GIVEN REQUEST → Rewrite each of the entries below, substituting "Outline each instance" for every occurrence of "Segment every instance" and changing nothing else. Leave the pictures out of your version.

— start of INPUT DATA —

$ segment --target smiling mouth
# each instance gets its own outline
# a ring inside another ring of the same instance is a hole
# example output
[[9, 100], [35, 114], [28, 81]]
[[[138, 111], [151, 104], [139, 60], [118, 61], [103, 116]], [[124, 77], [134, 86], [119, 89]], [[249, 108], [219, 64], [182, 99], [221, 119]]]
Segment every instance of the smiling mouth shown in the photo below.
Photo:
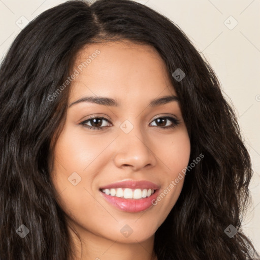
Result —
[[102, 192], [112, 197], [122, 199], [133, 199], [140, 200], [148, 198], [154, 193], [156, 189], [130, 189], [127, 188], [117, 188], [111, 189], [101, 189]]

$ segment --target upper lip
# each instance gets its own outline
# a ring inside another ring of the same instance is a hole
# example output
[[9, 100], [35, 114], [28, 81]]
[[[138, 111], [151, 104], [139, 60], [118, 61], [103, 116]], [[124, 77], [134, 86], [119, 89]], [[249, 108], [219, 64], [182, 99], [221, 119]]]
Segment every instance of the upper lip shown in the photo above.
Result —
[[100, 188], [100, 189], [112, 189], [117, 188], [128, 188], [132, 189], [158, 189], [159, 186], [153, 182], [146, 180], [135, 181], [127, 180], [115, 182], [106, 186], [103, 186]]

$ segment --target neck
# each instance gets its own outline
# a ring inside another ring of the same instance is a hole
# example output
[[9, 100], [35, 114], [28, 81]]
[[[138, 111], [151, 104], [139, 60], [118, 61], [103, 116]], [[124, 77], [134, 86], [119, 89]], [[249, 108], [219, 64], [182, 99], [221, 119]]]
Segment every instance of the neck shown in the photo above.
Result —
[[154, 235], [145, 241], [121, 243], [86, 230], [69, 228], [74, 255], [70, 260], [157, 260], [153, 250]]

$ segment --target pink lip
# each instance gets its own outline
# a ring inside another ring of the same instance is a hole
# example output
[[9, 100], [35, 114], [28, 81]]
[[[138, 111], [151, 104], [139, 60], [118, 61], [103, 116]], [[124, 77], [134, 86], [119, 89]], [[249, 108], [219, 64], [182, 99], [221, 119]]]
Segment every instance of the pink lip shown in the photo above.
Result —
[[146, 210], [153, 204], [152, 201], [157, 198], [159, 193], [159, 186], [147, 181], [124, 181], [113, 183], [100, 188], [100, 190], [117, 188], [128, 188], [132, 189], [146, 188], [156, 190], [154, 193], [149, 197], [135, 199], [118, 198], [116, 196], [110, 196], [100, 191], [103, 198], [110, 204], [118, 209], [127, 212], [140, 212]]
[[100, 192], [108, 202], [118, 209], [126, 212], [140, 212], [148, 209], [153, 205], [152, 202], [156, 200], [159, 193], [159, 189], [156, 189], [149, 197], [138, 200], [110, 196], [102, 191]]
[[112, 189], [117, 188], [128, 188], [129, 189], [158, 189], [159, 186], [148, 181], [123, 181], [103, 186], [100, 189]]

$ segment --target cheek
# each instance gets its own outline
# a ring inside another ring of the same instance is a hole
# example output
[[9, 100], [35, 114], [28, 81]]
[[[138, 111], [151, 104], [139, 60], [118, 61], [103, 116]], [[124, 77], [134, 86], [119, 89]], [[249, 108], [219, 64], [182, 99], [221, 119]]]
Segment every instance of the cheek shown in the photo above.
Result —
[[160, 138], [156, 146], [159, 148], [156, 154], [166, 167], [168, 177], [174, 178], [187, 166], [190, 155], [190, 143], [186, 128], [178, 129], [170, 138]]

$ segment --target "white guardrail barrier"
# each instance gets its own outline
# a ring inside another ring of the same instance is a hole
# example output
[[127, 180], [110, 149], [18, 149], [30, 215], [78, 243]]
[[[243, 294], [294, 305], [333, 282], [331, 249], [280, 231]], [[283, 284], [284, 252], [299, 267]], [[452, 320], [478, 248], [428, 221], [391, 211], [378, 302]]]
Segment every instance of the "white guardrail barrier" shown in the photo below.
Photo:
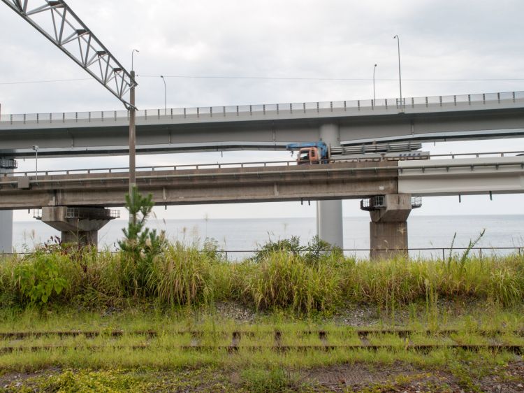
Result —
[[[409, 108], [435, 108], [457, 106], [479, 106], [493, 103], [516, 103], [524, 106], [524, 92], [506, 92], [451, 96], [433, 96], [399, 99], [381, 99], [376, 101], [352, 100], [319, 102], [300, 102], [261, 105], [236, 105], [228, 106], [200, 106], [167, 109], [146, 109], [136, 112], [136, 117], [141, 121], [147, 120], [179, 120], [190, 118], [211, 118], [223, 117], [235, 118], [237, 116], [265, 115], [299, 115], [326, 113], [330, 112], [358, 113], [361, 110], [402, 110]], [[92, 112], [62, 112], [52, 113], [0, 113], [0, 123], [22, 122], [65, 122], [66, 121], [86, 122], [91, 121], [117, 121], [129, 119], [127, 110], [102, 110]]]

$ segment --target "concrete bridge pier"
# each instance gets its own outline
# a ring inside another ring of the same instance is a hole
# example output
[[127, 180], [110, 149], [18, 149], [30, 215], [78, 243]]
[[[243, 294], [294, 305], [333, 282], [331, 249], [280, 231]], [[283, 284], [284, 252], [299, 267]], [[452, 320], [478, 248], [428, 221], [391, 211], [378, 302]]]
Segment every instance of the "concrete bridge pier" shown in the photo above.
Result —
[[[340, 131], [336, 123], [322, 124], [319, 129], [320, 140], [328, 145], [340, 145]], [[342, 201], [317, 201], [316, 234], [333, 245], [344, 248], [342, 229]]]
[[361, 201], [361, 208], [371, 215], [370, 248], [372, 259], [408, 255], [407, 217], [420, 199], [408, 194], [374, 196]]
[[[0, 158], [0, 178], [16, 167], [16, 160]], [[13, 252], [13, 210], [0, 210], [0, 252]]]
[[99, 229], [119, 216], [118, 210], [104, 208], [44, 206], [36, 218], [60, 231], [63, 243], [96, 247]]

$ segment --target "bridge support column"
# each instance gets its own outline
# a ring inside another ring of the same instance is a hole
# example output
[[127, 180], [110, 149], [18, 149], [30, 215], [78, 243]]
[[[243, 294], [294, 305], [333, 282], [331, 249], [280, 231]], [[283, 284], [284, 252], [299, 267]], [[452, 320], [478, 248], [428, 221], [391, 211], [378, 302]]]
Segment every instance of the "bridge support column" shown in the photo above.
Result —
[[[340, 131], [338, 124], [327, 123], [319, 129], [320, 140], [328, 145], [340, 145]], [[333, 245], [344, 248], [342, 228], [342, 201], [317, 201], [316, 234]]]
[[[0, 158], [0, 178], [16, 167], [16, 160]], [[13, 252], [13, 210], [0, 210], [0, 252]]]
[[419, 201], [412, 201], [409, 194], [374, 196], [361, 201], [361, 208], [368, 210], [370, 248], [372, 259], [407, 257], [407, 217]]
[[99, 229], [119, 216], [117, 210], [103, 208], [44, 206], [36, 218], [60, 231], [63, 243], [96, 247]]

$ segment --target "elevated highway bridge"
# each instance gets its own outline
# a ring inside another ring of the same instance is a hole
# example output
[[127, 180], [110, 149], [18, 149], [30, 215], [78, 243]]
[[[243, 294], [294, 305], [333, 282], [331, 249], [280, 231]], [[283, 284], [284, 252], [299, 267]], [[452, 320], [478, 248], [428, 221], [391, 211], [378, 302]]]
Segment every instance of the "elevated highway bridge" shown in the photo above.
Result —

— end of INPUT DATA —

RESPONSE TO THIS TASK →
$ segment --target smiling mouth
# each instance gets its own outline
# a ring inside another ring of the same instance is a hole
# example output
[[9, 100], [35, 114], [28, 81]]
[[[138, 111], [151, 104], [139, 60], [118, 61], [103, 116]], [[124, 77], [134, 86], [119, 89]], [[249, 108], [219, 64], [182, 99], [221, 119]]]
Outline each instance of the smiling mouth shown in the photo below.
Photo:
Result —
[[102, 192], [112, 197], [122, 199], [133, 199], [140, 200], [148, 198], [154, 193], [156, 189], [130, 189], [127, 188], [117, 188], [111, 189], [101, 189]]

$ segment --target upper lip
# each instance gets its own outline
# a ring inside another ring of the same instance is a hole
# example output
[[9, 100], [35, 114], [28, 81]]
[[[138, 111], [151, 104], [139, 60], [118, 61], [103, 116]], [[124, 77], [134, 86], [119, 89]], [[249, 108], [219, 64], [182, 99], [221, 119]]]
Outline each instance of the upper lip shown in the photo above.
Result —
[[100, 188], [100, 189], [112, 189], [117, 188], [128, 188], [132, 189], [158, 189], [159, 186], [153, 182], [146, 180], [135, 181], [127, 180], [115, 182], [106, 186], [103, 186]]

$ segment --target neck
# each instance gets its own outline
# a ring inside another ring of the same instance is a hole
# example output
[[9, 100], [35, 114], [28, 81]]
[[[138, 111], [151, 104], [139, 60], [118, 61], [103, 116]], [[124, 77], [134, 86], [119, 89]], [[249, 108], [219, 64], [182, 99], [221, 119]]]
Outline each instance of the neck shown in the photo above.
Result —
[[154, 235], [145, 241], [121, 243], [86, 230], [69, 228], [74, 255], [70, 260], [157, 260], [153, 250]]

$ segment --target pink lip
# each instance gets its own outline
# a ring inside another ring of the same instance is a hole
# example output
[[9, 100], [35, 114], [28, 81]]
[[[138, 111], [151, 104], [139, 60], [118, 61], [103, 116]], [[124, 77], [134, 86], [119, 89]], [[249, 108], [219, 64], [182, 99], [221, 119]]]
Outline each instance of the pink lip shown in the photo above.
Result —
[[146, 210], [153, 204], [152, 201], [157, 198], [159, 193], [159, 186], [147, 181], [124, 181], [113, 183], [100, 188], [100, 190], [117, 188], [128, 188], [132, 189], [146, 188], [156, 190], [154, 193], [149, 197], [135, 199], [118, 198], [116, 196], [110, 196], [100, 191], [103, 198], [110, 204], [118, 209], [127, 212], [140, 212]]
[[100, 192], [108, 202], [118, 209], [126, 212], [140, 212], [148, 209], [153, 205], [152, 202], [156, 200], [159, 193], [159, 189], [156, 189], [149, 197], [138, 200], [110, 196], [102, 191]]
[[112, 189], [117, 188], [128, 188], [129, 189], [158, 189], [159, 186], [148, 181], [123, 181], [103, 186], [100, 189]]

$ segment --target cheek
# each instance gets its own outline
# a ring inside another ring of the same instance is a hole
# example output
[[9, 100], [35, 114], [28, 81]]
[[[138, 111], [151, 104], [139, 60], [118, 61], [103, 116]], [[124, 77], [134, 86], [119, 89]], [[249, 108], [219, 64], [182, 99], [221, 119]]]
Outline each instance of the cheek shown in the photo above.
Result —
[[160, 138], [156, 146], [159, 148], [156, 154], [166, 167], [168, 177], [174, 178], [187, 166], [190, 155], [190, 143], [186, 128], [178, 129], [170, 138]]

$ segment --target "white guardrail barrier"
# each instance gets its own outline
# a ring inside another ring of the same instance is a hole
# example output
[[127, 180], [110, 149], [18, 149], [30, 215], [78, 243]]
[[[243, 294], [294, 305], [333, 282], [331, 249], [280, 231]], [[283, 284], [284, 252], [299, 267]], [[452, 320], [478, 248], [428, 221], [391, 211], [378, 302]]]
Outline each instance of the "white guardrail barrier" shown in the photo below.
Photo:
Result —
[[[409, 108], [435, 108], [457, 106], [479, 106], [493, 103], [516, 103], [524, 106], [524, 92], [506, 92], [451, 96], [433, 96], [399, 99], [381, 99], [376, 101], [352, 100], [319, 102], [300, 102], [261, 105], [236, 105], [228, 106], [200, 106], [167, 109], [146, 109], [136, 112], [136, 117], [141, 121], [147, 120], [179, 120], [190, 118], [211, 118], [223, 117], [235, 118], [237, 116], [265, 115], [299, 115], [326, 113], [330, 112], [358, 113], [361, 110], [402, 110]], [[92, 112], [62, 112], [52, 113], [0, 113], [0, 123], [22, 122], [65, 122], [66, 121], [86, 122], [91, 121], [117, 121], [129, 119], [127, 110], [102, 110]]]

$ segment --target "concrete bridge pier"
# each instance gets its own outline
# a ring inside another ring of the same instance is a hole
# example output
[[127, 180], [110, 149], [18, 149], [30, 215], [78, 243]]
[[[243, 294], [294, 305], [333, 282], [331, 249], [280, 231]], [[283, 284], [284, 252], [299, 267]], [[452, 320], [478, 248], [428, 221], [391, 211], [378, 302]]]
Outline each instance of the "concrete bridge pier" shown in the photo above.
Result —
[[[340, 131], [336, 123], [322, 124], [319, 129], [320, 140], [328, 145], [340, 145]], [[342, 201], [317, 201], [316, 234], [333, 245], [344, 248], [342, 229]]]
[[361, 201], [361, 208], [371, 215], [370, 248], [372, 259], [408, 255], [407, 217], [420, 199], [408, 194], [374, 196]]
[[[0, 158], [0, 178], [16, 167], [16, 160]], [[13, 252], [13, 210], [0, 210], [0, 252]]]
[[99, 229], [119, 216], [118, 210], [104, 208], [44, 206], [36, 218], [60, 231], [63, 243], [96, 247]]

$ segment --target "bridge support column"
# each instance gets its own outline
# a ring inside another ring of the same instance is a hole
# example output
[[127, 180], [110, 149], [18, 149], [30, 215], [78, 243]]
[[[243, 294], [294, 305], [333, 282], [331, 249], [280, 231]], [[283, 284], [284, 252], [299, 267]], [[452, 320], [478, 248], [428, 221], [391, 211], [378, 302]]]
Outline each instance of the "bridge support column" shown in the photo above.
Result —
[[[340, 131], [338, 124], [327, 123], [319, 129], [320, 140], [328, 145], [340, 145]], [[333, 245], [344, 248], [342, 228], [342, 201], [317, 201], [316, 234]]]
[[[0, 158], [0, 178], [16, 167], [16, 160]], [[13, 252], [13, 210], [0, 210], [0, 252]]]
[[419, 201], [412, 201], [409, 194], [374, 196], [361, 201], [361, 208], [368, 210], [370, 248], [372, 259], [407, 257], [407, 217]]
[[99, 229], [119, 216], [117, 210], [103, 208], [44, 206], [36, 218], [60, 231], [63, 243], [96, 247]]

$ segment --target "elevated highway bridge"
# each instance gets its own outline
# a ring inside another ring of the same instance is a hole
# example output
[[127, 180], [110, 149], [18, 149], [30, 215], [78, 243]]
[[[243, 294], [294, 305], [333, 282], [331, 249], [280, 231]], [[283, 284], [284, 252], [299, 267]], [[452, 320], [478, 248], [428, 221], [391, 211], [378, 302]]]
Outline each instance of the "elevated highway bridge" shown in the photo above.
Result —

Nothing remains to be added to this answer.